• _YOUR INSTRUCTIONS_
Please return all of the material below word for word, with every line unchanged.

** START DATASET CONTENT **

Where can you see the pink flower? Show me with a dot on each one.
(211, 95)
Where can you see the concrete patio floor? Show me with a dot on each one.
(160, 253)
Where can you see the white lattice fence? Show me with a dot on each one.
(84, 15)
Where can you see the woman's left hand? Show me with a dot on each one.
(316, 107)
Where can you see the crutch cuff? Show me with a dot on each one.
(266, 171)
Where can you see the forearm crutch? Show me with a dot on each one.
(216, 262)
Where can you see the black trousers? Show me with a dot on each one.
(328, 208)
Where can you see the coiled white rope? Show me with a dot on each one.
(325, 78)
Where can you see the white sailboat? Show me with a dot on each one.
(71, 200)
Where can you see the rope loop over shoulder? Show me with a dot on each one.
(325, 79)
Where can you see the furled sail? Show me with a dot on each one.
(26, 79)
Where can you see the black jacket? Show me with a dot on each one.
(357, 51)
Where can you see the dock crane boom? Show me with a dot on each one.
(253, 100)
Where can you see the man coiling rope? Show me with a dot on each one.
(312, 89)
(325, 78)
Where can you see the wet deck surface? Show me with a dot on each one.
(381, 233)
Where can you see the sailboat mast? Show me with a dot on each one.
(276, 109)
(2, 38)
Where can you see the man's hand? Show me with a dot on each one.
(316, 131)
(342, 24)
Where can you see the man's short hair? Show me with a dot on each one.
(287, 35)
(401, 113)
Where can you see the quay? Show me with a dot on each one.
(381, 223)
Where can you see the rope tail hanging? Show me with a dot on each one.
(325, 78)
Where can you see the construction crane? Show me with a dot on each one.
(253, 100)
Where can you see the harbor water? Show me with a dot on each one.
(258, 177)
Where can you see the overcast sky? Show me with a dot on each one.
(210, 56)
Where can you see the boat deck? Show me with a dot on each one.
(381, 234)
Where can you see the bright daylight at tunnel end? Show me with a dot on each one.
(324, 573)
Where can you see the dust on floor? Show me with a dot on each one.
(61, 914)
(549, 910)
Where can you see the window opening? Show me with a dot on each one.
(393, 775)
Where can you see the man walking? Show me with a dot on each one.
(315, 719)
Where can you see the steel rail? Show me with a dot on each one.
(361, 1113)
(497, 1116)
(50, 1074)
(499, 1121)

** END DATASET CONTENT **

• _TASK RESULT_
Where can you see the pink flower? Show me with a dot on each one.
(211, 95)
Where can you see the concrete patio floor? Show me with a dot on each one.
(160, 253)
Where can you see the white lattice fence? Show me with a dot on each one.
(84, 15)
Where can you see the woman's left hand? Show me with a dot on each one.
(316, 107)
Where can you see the crutch cuff? Show me with a dot on each one.
(266, 171)
Where can you see the forearm crutch? Show me with a dot on each one.
(216, 262)
Where can you see the black trousers? Show me with a dot on each one.
(328, 208)
Where can you see the coiled white rope? Show me with a dot on each one.
(325, 78)
Where can you see the white sailboat? Show me with a dot on each one.
(71, 200)
Where can you see the rope loop over shoulder? Show me with a dot on each one.
(325, 79)
Where can you see the furled sail? Show me with a dot on each one.
(26, 79)
Where can you see the black jacket? Show me with a dot on each one.
(357, 51)
Where can you see the dock crane boom? Show me with a dot on each one.
(253, 100)
Where can you see the man coiling rope? Show me with a dot on each one.
(312, 89)
(325, 78)
Where can you see the wet deck surface? Show me with a dot on each one.
(381, 233)
Where can you see the sailboat mast? Show me with a dot on each one.
(276, 109)
(2, 38)
Where can you see the man's hand? Show me with a dot on each one.
(316, 131)
(342, 24)
Where can you see the man's short hair? Show me with a dot on each one.
(287, 35)
(401, 113)
Where can you see the quay? Show me with a dot on each one.
(381, 223)
Where can you see the rope tail hanging? Show me with a dot on each one.
(325, 78)
Where can you see the construction crane? Show me with a dot on each one.
(253, 100)
Where can you see the harbor water? Show me with a dot on each one.
(258, 177)
Where can you see the overcast sky? Show me with a dot on each one.
(210, 56)
Where can you see the boat deck? Show me with a dot on each one.
(381, 234)
Where can you see the bright daylight at tunnel end? Show me with a dot on each one.
(324, 573)
Where can you see the dust on floor? Show me with a dot on each one.
(61, 914)
(549, 910)
Where can you see the window opening? Show me with a dot on each one.
(393, 775)
Where can you see the man walking? Show me with a dot on each one.
(315, 719)
Where can you see the steel rail? Show me with a dot on each one.
(361, 1113)
(497, 1116)
(50, 1074)
(499, 1121)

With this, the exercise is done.